Orange County residents ultimately got lucky when evacuation orders were lifted a few days later and, frankly, so did the insurance industry. But luck is not a CAT strategy. 

Industrial events are CAT events

A nine-square-mile evacuation displacing 50,000 residents is comparable to a Category 2 hurricane hitting a mid-sized coastal city. The East Palestine, Ohio, train derailment in 2023 ultimately cost more than $1.1 billion, rivaling or exceeding a mid-tier weather CAT. Garden Grove triggered a state of emergency and a Federal Emergency Declaration, the same response typically reserved for major hurricanes and other natural disasters. 

Despite the growing risk for industrial events, these incidents are often excluded from CAT aggregation frameworks. 

But if carriers can price hurricane and wildfire exposure into portfolio risk with sophisticated models, shouldn't the same be true for a chemical facility a mile from 10,000 homes? 

With last year's global insured CAT losses at $129 billion and a protection gap hovering around 56%, meaning over half of total economic losses went uninsured, the industry cannot afford another unmodeled category.

Recent industrial incidents expose coverage gaps

If Garden Grove had gone the other way, policyholders would likely have discovered their lack of coverage at the worst possible moment.

---

▸ TASK LIST
1. Condense the paragraph beginning "A nine-square-mile evacuation" in the passage on industrial catastrophe risk into a short bulleted list that keeps its main facts.
2. Reproduce word for word the stretch of the passage on industrial catastrophe risk from "With last year's" through "another unmodeled category.".

---

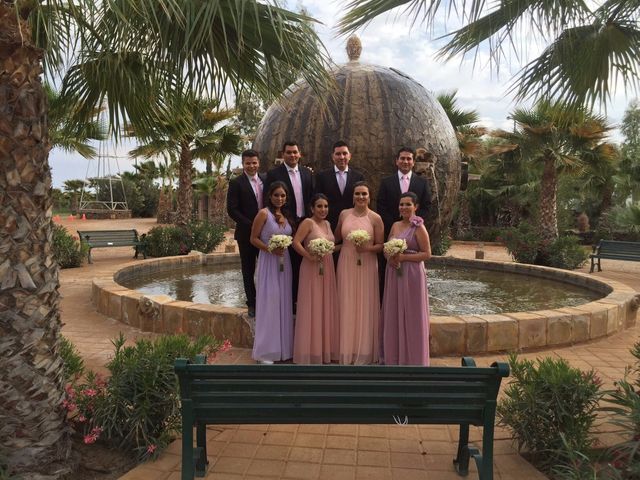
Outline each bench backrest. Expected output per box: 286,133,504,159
175,359,509,425
598,240,640,257
78,230,138,247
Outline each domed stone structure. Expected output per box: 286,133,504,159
253,37,461,243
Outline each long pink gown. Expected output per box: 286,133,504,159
381,225,429,365
337,213,380,365
293,220,339,363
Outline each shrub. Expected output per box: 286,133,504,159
63,334,230,459
51,224,89,268
497,354,602,473
60,335,84,382
189,220,227,253
145,225,190,257
431,227,453,255
502,222,541,263
545,235,589,270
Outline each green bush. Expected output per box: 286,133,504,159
64,334,221,459
502,222,541,264
497,354,602,473
51,224,89,268
189,220,227,253
145,225,186,257
545,235,589,270
145,220,227,257
60,335,84,382
431,227,453,255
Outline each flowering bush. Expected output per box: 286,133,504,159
62,335,231,460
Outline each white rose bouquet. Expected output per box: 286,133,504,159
307,238,335,275
382,238,407,277
267,235,293,272
347,230,371,265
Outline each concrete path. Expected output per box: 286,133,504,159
60,219,640,480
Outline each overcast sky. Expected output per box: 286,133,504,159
49,0,633,187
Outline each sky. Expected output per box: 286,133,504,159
49,0,634,188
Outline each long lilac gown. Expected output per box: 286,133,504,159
381,225,429,365
252,209,293,361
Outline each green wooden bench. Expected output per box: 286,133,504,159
78,229,147,263
175,357,509,480
589,240,640,273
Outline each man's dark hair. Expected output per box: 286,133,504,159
396,147,416,159
240,149,260,162
331,140,349,153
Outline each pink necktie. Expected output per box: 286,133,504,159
338,170,347,194
289,170,304,218
251,176,262,209
400,175,409,193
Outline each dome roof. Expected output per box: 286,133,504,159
253,36,461,241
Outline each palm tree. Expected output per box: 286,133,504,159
338,0,640,105
129,95,241,226
492,101,613,244
0,0,329,478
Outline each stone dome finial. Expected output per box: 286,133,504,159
347,35,362,62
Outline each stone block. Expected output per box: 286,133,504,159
482,315,519,352
162,301,193,333
505,312,547,349
429,316,467,356
462,316,488,353
120,290,143,328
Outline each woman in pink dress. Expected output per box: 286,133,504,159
293,193,339,363
335,182,384,365
381,192,431,365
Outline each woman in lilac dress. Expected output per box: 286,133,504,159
381,192,431,365
250,181,293,364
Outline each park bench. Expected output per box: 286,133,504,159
175,357,509,480
589,240,640,273
78,229,147,263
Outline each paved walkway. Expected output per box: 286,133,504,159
56,219,640,480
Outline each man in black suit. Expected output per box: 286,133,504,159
227,150,264,317
376,147,431,301
264,141,313,312
315,140,364,230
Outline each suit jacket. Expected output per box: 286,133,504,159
315,167,364,230
227,172,266,241
262,163,313,220
376,172,431,240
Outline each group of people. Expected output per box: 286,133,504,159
227,141,431,365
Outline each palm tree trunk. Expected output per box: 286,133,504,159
176,140,193,227
538,156,558,245
0,2,70,479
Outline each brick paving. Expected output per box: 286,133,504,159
60,219,640,480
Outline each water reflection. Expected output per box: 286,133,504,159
122,265,602,315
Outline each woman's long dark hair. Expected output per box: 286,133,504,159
267,180,297,230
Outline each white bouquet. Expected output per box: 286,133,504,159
307,238,335,275
347,230,371,265
267,235,292,272
382,238,407,277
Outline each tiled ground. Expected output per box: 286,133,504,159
56,219,640,480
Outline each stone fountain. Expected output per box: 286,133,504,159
253,37,461,243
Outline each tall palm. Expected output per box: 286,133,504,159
339,0,640,109
0,0,329,478
129,95,241,226
494,101,612,244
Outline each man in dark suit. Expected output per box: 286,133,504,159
227,150,264,317
264,141,313,312
376,147,431,301
315,140,364,230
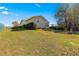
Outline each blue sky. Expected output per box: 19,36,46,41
0,3,61,26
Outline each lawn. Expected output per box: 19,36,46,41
0,29,79,56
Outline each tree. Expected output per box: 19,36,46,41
55,4,79,33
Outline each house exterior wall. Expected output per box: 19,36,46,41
21,17,49,28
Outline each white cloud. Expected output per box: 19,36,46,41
0,6,8,10
1,11,9,14
35,4,41,7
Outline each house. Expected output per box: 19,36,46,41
20,16,49,28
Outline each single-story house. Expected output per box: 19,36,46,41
13,16,49,28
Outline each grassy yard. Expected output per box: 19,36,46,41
0,29,79,56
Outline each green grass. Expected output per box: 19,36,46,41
0,29,79,56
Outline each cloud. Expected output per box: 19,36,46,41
0,6,8,10
1,11,9,14
35,4,41,7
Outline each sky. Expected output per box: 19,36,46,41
0,3,61,26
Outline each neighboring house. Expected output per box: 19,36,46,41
20,16,49,28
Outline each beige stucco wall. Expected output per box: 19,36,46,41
21,18,49,28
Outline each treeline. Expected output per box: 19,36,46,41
12,22,36,31
52,3,79,33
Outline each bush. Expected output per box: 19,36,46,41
49,26,64,31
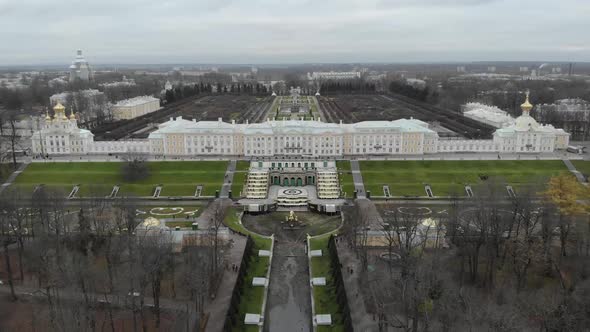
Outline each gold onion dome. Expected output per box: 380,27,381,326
53,103,66,112
520,91,533,112
53,103,68,120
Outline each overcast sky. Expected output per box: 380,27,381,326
0,0,590,66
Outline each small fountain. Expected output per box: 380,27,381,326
284,211,301,229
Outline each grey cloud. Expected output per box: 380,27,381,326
0,0,590,65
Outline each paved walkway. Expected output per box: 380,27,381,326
205,234,246,332
336,239,378,332
563,159,586,184
350,160,367,198
0,162,29,194
219,160,239,198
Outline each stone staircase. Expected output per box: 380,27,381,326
316,170,340,199
245,170,268,199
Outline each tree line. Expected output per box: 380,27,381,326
341,175,590,332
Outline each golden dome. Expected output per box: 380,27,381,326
520,91,533,112
53,103,66,113
53,103,68,120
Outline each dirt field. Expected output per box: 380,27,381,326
318,95,494,138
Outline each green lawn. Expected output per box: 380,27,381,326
359,160,567,196
15,161,228,196
0,164,14,183
236,160,250,172
336,160,354,198
572,160,590,179
224,208,272,331
231,172,248,198
309,235,344,332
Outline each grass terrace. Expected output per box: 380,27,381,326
224,208,272,332
0,164,14,183
309,234,344,332
359,160,567,196
231,160,250,198
572,160,590,179
231,172,248,198
336,160,354,198
15,161,228,197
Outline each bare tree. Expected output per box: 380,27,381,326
121,152,150,182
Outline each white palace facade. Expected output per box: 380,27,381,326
32,96,569,158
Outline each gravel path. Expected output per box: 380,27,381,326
264,241,311,331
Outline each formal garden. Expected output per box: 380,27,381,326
15,161,228,197
359,160,568,196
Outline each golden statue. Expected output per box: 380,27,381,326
287,210,297,222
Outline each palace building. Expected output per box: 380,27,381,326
32,95,569,158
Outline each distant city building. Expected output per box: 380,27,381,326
47,77,69,88
462,103,514,128
33,95,569,158
307,71,361,81
535,99,590,140
112,96,160,120
100,76,137,89
49,89,108,121
70,50,93,82
406,78,426,89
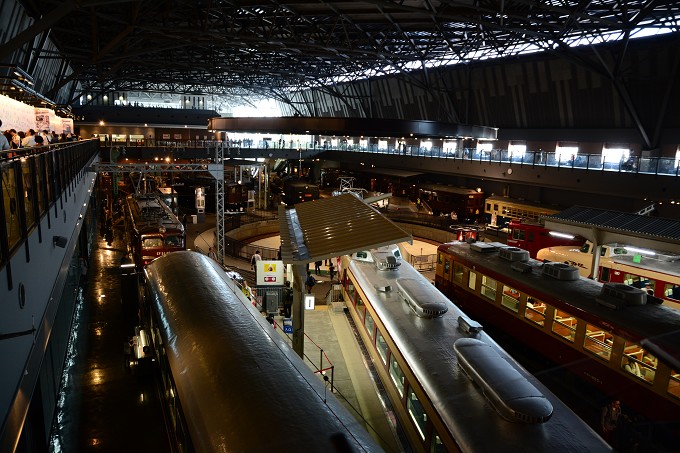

---

▸ TASK-BY-TASK RESULTS
1.
- A nine-square-mile evacuation that displaces 50,000 residents is comparable to a Category 2 hurricane striking a mid-sized coastal city.
- The 2023 train derailment in East Palestine, Ohio, cost more than $1.1 billion, which rivals or exceeds a mid-tier weather CAT.
- Garden Grove triggered a state of emergency and a Federal Emergency Declaration. That response is typically reserved for major hurricanes and other natural disasters.

2.
With last year's global insured CAT losses at $129 billion and a protection gap hovering around 56%, meaning over half of total economic losses went uninsured, the industry cannot afford another unmodeled category.